## What the task requires
Return exactly the lines of the entries that start at the line containing "label the foam on sand, a point per instance." and continue to the last line. Omit the pictures.

>> Begin Dataset rows

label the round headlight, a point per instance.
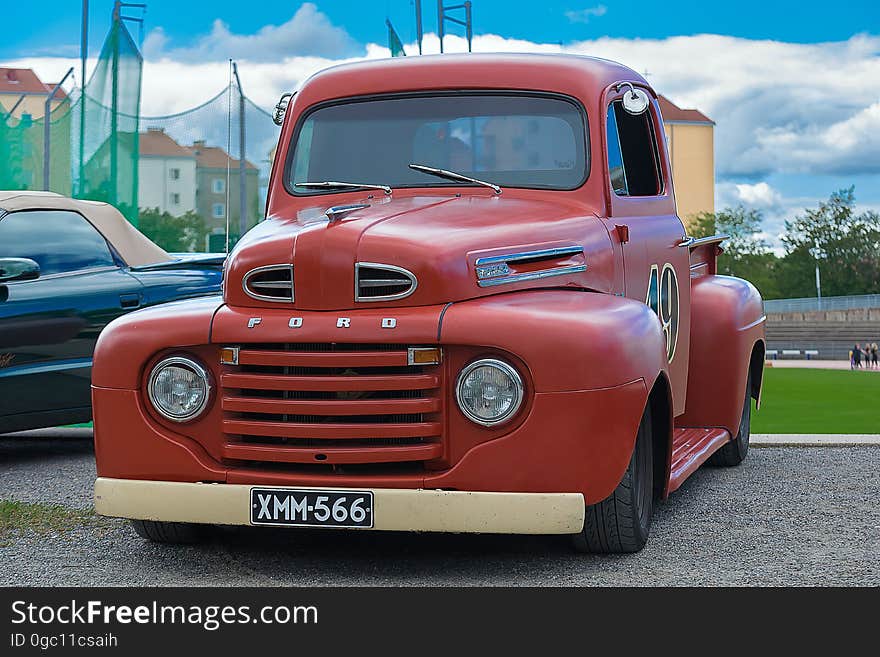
(489, 391)
(179, 388)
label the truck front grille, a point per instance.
(331, 403)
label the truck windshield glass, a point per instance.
(513, 140)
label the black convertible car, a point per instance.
(67, 268)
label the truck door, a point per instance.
(656, 260)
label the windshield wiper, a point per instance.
(335, 184)
(452, 175)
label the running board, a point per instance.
(690, 449)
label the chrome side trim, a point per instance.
(338, 212)
(272, 284)
(531, 255)
(531, 276)
(524, 256)
(694, 242)
(414, 283)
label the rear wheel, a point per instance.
(168, 532)
(622, 521)
(735, 452)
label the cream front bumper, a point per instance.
(395, 509)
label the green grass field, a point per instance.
(818, 401)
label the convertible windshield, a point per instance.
(513, 140)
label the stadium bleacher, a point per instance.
(827, 334)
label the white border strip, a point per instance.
(814, 440)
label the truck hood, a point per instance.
(437, 238)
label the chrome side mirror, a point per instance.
(635, 101)
(281, 108)
(18, 269)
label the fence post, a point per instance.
(47, 119)
(242, 177)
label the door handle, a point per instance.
(130, 301)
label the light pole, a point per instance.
(817, 253)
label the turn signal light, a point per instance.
(229, 356)
(423, 356)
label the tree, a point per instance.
(845, 244)
(174, 234)
(745, 254)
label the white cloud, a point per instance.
(584, 15)
(779, 107)
(309, 32)
(760, 195)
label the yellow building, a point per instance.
(690, 138)
(20, 88)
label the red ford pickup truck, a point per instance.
(472, 308)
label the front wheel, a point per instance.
(168, 532)
(622, 521)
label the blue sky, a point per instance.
(794, 87)
(54, 29)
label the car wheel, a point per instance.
(735, 452)
(168, 532)
(622, 521)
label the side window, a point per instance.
(633, 157)
(58, 240)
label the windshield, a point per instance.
(512, 140)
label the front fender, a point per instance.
(569, 339)
(727, 323)
(128, 342)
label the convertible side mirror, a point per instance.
(18, 269)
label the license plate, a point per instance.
(293, 507)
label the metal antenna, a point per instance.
(467, 23)
(419, 24)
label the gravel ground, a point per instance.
(787, 516)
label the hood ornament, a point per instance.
(339, 212)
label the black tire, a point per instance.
(735, 452)
(168, 532)
(622, 521)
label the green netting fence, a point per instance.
(93, 144)
(177, 177)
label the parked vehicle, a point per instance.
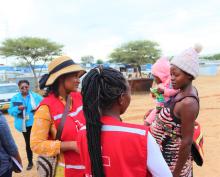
(7, 91)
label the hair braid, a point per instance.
(100, 89)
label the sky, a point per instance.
(96, 27)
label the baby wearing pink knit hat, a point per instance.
(161, 73)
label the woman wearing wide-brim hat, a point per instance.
(61, 84)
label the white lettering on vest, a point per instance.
(114, 128)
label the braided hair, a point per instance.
(101, 88)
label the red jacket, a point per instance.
(75, 120)
(124, 149)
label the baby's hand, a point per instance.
(160, 90)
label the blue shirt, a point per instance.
(16, 113)
(7, 146)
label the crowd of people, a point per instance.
(84, 130)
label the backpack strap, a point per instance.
(63, 119)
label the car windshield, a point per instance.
(8, 89)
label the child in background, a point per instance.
(163, 91)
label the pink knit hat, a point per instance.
(161, 69)
(188, 61)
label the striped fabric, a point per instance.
(167, 132)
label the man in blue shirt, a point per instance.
(22, 108)
(8, 148)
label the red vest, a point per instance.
(124, 149)
(75, 120)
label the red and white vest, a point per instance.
(124, 149)
(75, 120)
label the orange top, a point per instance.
(43, 126)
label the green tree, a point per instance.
(87, 59)
(137, 53)
(31, 50)
(99, 61)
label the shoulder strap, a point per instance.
(192, 96)
(63, 119)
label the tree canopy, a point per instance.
(31, 50)
(87, 59)
(136, 52)
(99, 61)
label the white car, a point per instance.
(7, 91)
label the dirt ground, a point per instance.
(209, 118)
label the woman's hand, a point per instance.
(69, 146)
(21, 107)
(160, 90)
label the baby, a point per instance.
(164, 90)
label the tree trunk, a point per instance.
(36, 88)
(139, 70)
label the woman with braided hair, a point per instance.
(109, 147)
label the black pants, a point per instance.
(7, 174)
(27, 142)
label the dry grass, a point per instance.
(209, 90)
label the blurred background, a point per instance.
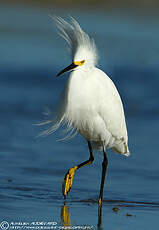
(31, 54)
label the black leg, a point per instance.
(67, 182)
(104, 169)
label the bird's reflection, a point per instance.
(66, 217)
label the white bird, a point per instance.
(90, 103)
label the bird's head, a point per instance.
(82, 47)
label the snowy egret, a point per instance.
(90, 103)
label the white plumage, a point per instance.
(90, 102)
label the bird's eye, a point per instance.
(79, 63)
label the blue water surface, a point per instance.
(32, 168)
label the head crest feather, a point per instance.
(78, 41)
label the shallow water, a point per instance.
(32, 169)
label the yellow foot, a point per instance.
(68, 180)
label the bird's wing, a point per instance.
(110, 107)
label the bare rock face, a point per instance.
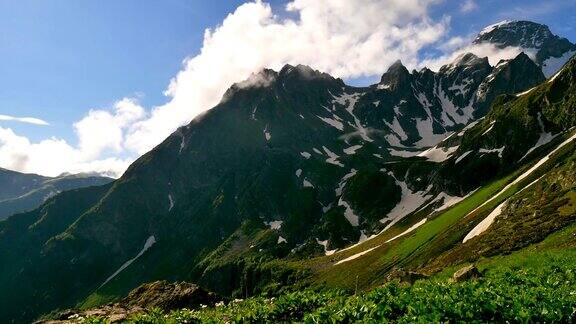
(466, 273)
(168, 296)
(159, 294)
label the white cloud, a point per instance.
(493, 53)
(341, 37)
(29, 120)
(468, 6)
(100, 134)
(344, 38)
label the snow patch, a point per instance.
(307, 184)
(325, 245)
(412, 228)
(489, 128)
(332, 157)
(349, 101)
(397, 128)
(499, 151)
(527, 173)
(485, 223)
(267, 134)
(405, 154)
(544, 138)
(352, 218)
(355, 256)
(461, 157)
(409, 202)
(352, 149)
(438, 154)
(171, 201)
(332, 122)
(147, 245)
(554, 64)
(275, 225)
(343, 181)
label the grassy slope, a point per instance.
(441, 233)
(535, 284)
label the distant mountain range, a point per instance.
(22, 192)
(294, 170)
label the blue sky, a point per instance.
(61, 58)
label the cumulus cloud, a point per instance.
(100, 137)
(468, 6)
(28, 120)
(492, 52)
(345, 38)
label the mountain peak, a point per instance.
(520, 33)
(397, 73)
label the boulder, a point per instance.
(466, 273)
(169, 296)
(405, 276)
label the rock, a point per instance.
(405, 276)
(161, 294)
(169, 296)
(115, 318)
(466, 273)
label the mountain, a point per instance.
(23, 192)
(549, 51)
(290, 175)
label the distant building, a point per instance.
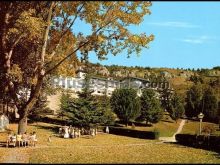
(102, 86)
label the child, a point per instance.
(13, 139)
(25, 139)
(19, 140)
(8, 139)
(34, 138)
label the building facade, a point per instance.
(102, 86)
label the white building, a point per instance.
(101, 86)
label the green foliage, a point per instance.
(177, 107)
(126, 104)
(210, 104)
(194, 100)
(151, 110)
(40, 109)
(86, 110)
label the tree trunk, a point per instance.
(24, 111)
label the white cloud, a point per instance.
(174, 24)
(199, 39)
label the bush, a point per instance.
(134, 133)
(210, 142)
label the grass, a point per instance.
(106, 148)
(192, 127)
(166, 128)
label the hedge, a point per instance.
(133, 133)
(210, 142)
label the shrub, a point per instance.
(133, 133)
(211, 142)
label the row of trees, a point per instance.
(88, 110)
(41, 38)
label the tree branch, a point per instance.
(87, 42)
(62, 35)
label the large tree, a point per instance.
(38, 39)
(126, 104)
(151, 110)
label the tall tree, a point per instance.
(126, 104)
(38, 39)
(151, 110)
(194, 104)
(210, 103)
(177, 107)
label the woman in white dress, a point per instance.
(66, 132)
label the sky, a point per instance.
(187, 35)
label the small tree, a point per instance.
(151, 110)
(126, 104)
(177, 107)
(194, 100)
(210, 104)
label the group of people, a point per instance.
(72, 132)
(21, 140)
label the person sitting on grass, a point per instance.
(34, 138)
(19, 140)
(8, 140)
(13, 139)
(25, 139)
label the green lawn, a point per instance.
(107, 148)
(192, 127)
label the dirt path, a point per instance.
(16, 155)
(172, 139)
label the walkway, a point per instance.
(172, 139)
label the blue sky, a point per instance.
(187, 35)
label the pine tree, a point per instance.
(151, 110)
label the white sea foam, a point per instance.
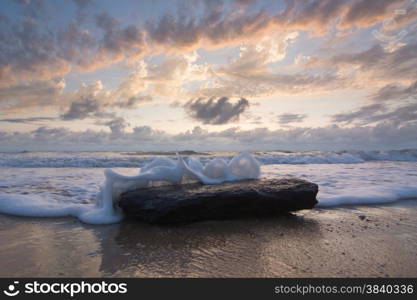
(131, 160)
(54, 192)
(105, 209)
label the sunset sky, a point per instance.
(208, 75)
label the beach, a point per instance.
(371, 241)
(363, 226)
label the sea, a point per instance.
(56, 184)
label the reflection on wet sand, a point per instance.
(208, 249)
(318, 243)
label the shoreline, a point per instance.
(350, 241)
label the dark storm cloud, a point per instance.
(285, 119)
(216, 111)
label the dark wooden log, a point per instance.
(194, 202)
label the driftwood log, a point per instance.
(195, 202)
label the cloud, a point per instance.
(216, 111)
(31, 50)
(386, 135)
(395, 92)
(28, 120)
(380, 113)
(29, 95)
(374, 64)
(288, 118)
(117, 125)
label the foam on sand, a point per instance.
(105, 209)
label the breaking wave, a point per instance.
(137, 160)
(105, 209)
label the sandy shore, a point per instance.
(372, 241)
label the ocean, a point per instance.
(53, 184)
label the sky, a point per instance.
(89, 75)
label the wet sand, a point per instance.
(365, 241)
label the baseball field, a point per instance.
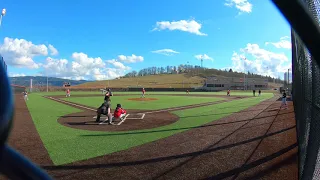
(166, 135)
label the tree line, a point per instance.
(190, 70)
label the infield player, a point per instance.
(107, 96)
(25, 95)
(119, 113)
(284, 100)
(68, 93)
(105, 110)
(143, 93)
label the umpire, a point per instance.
(107, 96)
(106, 110)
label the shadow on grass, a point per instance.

>> End Dataset rows

## The result
label the foam on sand, a point per instance.
(105, 209)
label the breaking wave, a point per instance.
(137, 160)
(105, 209)
label the sandy shore, a point per instance.
(372, 241)
label the ocean, a point per instance.
(53, 184)
label the sky, a point per instance.
(89, 75)
label the wet sand, a point per instance.
(365, 241)
label the baseball field, a point per instance.
(166, 135)
label the tree line, a point per instance.
(190, 70)
label the infield player, a point per instance.
(107, 96)
(25, 95)
(119, 113)
(284, 100)
(68, 93)
(105, 110)
(143, 93)
label the umpire, a point per instance.
(107, 96)
(106, 110)
label the shadow on grass, a point per instance.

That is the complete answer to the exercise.